§ RECORD FORNITI:
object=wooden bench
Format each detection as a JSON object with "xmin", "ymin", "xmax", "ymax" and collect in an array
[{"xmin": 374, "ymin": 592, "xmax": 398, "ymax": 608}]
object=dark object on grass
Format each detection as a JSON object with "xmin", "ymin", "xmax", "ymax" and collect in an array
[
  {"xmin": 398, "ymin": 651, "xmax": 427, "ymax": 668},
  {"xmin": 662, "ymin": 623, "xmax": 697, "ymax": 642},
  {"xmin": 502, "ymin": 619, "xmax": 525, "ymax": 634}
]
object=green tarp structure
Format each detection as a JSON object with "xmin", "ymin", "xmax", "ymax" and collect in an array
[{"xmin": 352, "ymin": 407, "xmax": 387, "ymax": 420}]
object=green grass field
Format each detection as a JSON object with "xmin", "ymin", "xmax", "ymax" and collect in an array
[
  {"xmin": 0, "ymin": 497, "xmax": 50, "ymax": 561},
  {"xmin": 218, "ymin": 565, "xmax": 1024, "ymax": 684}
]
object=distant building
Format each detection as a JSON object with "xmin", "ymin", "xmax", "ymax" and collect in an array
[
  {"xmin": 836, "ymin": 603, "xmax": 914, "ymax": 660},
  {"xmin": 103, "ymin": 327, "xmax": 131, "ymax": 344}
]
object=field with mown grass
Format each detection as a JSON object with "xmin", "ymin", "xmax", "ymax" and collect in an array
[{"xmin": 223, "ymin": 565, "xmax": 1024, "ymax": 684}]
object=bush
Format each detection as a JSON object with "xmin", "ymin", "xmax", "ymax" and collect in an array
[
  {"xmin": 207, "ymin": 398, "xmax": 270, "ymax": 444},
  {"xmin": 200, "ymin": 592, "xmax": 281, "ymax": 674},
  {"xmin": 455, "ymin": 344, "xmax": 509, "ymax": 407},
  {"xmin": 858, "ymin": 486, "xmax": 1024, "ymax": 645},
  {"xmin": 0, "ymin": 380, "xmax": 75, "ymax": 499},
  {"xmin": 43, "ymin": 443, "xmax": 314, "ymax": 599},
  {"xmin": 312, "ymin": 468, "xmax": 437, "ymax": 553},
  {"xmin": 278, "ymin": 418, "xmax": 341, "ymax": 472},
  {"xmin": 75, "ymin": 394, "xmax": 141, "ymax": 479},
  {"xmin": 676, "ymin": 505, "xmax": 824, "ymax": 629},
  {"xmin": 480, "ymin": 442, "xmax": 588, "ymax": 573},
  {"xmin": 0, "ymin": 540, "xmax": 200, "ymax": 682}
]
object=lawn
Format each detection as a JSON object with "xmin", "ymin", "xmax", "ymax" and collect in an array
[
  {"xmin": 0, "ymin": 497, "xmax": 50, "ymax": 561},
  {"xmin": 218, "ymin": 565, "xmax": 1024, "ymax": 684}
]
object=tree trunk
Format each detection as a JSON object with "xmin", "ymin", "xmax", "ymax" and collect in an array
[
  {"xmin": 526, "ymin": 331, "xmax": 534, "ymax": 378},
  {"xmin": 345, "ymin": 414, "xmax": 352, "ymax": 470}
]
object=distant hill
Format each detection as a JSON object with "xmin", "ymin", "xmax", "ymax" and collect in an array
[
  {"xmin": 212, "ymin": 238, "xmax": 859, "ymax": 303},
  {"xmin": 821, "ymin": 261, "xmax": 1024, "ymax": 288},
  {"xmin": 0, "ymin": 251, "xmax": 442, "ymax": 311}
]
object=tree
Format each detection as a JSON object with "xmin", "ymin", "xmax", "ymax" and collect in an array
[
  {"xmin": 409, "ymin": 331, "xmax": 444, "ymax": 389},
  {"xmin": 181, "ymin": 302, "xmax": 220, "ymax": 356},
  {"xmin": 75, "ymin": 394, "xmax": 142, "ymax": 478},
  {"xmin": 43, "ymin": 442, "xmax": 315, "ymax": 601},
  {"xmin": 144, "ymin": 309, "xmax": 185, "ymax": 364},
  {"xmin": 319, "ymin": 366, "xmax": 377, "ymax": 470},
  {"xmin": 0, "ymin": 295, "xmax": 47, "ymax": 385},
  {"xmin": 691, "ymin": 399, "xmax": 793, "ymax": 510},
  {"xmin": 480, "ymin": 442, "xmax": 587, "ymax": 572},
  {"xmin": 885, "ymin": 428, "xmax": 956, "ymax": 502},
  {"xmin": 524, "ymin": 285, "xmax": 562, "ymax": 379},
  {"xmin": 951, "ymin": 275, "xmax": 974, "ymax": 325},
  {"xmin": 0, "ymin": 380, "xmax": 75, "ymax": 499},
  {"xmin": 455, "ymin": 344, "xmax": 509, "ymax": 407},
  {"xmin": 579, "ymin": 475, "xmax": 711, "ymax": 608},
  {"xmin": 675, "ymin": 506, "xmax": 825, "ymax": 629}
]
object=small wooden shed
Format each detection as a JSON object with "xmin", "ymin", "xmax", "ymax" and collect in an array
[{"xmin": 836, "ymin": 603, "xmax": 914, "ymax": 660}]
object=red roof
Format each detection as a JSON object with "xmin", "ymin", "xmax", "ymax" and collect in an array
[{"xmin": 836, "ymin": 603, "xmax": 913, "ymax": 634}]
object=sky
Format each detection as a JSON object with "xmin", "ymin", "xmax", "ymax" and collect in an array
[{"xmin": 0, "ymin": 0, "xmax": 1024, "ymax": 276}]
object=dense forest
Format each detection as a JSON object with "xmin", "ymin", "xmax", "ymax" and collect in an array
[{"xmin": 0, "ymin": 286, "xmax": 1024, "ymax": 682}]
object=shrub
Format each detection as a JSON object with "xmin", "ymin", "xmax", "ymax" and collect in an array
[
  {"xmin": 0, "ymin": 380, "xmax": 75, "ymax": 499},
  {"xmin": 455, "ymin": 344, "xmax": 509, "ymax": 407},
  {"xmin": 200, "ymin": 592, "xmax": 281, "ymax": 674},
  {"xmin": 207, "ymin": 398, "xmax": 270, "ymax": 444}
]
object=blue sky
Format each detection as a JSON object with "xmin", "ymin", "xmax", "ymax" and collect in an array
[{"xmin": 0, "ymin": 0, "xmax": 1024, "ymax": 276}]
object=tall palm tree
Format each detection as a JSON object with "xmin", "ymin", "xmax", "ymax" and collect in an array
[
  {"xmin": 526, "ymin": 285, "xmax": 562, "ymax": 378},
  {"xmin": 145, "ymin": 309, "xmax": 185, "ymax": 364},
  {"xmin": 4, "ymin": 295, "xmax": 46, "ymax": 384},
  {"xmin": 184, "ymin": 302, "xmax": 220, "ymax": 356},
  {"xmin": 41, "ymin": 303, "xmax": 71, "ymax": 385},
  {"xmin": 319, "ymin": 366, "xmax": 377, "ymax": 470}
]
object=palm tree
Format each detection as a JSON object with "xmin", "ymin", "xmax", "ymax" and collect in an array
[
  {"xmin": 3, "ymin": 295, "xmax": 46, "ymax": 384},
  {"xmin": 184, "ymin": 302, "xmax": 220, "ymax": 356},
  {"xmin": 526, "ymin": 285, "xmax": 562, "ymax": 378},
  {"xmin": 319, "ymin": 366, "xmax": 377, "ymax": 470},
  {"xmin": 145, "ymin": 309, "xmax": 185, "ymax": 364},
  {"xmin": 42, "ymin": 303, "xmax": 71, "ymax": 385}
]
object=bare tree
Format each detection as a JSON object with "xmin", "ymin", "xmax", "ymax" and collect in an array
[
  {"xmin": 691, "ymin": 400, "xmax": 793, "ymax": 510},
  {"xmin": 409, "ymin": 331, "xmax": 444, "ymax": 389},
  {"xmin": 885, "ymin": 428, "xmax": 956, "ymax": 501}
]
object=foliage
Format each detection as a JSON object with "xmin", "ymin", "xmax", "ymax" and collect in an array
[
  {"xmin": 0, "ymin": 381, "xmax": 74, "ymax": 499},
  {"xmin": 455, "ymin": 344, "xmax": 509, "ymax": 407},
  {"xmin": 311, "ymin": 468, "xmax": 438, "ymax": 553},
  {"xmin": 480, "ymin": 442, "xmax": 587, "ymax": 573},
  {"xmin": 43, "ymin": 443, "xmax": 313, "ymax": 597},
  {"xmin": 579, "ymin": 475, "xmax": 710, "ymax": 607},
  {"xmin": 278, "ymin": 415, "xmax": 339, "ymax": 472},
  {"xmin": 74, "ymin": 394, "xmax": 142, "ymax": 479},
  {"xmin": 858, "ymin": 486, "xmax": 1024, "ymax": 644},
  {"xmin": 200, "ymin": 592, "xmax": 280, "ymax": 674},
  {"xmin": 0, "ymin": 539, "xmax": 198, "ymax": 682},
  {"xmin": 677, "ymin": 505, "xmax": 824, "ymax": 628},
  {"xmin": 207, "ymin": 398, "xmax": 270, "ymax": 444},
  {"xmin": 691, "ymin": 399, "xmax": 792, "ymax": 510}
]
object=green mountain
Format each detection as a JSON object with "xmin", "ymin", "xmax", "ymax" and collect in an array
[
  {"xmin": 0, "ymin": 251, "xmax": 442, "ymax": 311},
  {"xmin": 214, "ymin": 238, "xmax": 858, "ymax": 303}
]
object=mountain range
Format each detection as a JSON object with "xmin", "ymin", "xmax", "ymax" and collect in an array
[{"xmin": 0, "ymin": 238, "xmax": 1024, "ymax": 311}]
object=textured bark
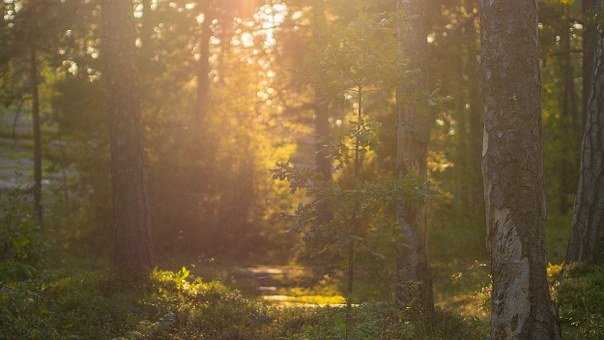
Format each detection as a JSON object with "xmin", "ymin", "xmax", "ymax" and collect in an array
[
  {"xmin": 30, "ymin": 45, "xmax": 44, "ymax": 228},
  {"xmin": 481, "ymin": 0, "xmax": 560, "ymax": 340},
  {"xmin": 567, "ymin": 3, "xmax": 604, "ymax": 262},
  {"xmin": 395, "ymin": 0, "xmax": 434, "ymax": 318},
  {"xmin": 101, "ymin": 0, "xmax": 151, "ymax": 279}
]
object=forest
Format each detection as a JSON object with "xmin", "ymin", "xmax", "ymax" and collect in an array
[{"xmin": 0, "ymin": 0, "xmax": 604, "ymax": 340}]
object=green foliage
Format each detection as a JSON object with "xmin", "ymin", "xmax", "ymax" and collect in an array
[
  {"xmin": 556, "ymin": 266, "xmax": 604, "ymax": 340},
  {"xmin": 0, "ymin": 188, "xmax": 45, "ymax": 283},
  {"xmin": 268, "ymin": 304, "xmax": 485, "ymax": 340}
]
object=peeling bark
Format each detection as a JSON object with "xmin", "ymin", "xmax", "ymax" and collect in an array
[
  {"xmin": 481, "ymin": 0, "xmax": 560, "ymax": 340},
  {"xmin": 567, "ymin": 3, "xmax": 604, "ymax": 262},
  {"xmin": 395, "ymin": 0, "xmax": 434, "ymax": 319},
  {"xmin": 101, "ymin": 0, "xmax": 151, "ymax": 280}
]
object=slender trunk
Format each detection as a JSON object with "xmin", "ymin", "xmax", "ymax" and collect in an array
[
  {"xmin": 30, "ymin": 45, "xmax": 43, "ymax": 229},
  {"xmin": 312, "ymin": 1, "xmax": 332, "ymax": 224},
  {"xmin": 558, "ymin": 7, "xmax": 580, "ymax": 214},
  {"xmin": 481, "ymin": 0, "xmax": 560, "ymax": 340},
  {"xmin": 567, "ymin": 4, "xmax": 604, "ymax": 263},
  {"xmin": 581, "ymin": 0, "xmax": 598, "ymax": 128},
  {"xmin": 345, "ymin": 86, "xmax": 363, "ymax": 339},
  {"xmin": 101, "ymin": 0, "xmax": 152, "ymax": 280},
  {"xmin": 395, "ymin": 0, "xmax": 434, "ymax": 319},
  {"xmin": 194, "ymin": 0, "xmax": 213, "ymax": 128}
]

--

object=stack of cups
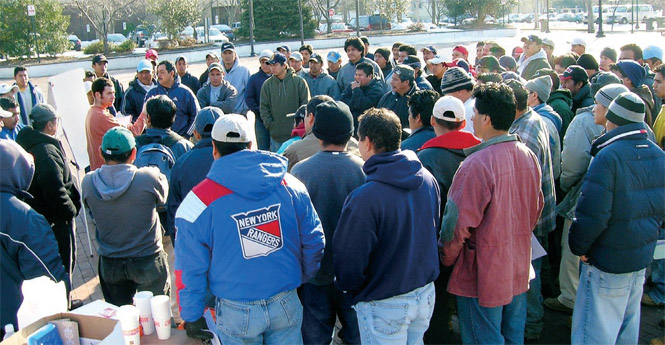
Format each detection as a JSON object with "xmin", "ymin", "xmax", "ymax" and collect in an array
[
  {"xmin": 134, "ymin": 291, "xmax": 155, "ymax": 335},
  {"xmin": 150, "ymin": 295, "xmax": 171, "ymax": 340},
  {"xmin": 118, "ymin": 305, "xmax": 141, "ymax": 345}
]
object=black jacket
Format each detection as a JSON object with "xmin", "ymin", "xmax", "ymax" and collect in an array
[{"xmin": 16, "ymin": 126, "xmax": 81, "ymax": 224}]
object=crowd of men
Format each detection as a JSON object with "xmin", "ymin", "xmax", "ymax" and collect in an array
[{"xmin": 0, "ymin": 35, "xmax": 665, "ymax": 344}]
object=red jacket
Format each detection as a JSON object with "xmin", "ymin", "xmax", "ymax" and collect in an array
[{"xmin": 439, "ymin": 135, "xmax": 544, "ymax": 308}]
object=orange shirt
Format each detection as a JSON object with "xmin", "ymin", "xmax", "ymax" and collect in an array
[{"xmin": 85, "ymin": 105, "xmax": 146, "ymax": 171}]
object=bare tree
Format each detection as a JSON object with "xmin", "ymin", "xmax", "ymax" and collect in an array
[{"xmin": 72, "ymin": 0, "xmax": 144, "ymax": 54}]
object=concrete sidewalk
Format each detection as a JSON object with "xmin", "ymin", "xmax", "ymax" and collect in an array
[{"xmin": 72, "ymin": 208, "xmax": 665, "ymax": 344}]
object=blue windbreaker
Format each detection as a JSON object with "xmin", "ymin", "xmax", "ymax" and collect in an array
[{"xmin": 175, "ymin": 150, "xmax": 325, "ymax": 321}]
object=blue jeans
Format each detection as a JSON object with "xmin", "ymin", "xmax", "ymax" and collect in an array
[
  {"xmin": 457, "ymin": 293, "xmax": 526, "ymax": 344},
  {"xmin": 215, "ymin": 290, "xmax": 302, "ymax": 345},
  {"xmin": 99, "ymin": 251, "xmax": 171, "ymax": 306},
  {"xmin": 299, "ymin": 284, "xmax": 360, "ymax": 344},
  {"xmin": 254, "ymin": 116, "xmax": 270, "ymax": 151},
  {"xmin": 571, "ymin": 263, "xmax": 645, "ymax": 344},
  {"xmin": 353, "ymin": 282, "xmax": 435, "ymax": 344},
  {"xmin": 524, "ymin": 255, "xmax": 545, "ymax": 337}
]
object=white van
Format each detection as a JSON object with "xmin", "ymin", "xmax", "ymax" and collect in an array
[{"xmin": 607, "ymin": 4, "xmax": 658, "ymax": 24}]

§ QUESITO BREVE: Conta le righe dei record in cui compare la parola "blue" e scrivi soltanto il numero.

§ RISULTATO FINALE: 3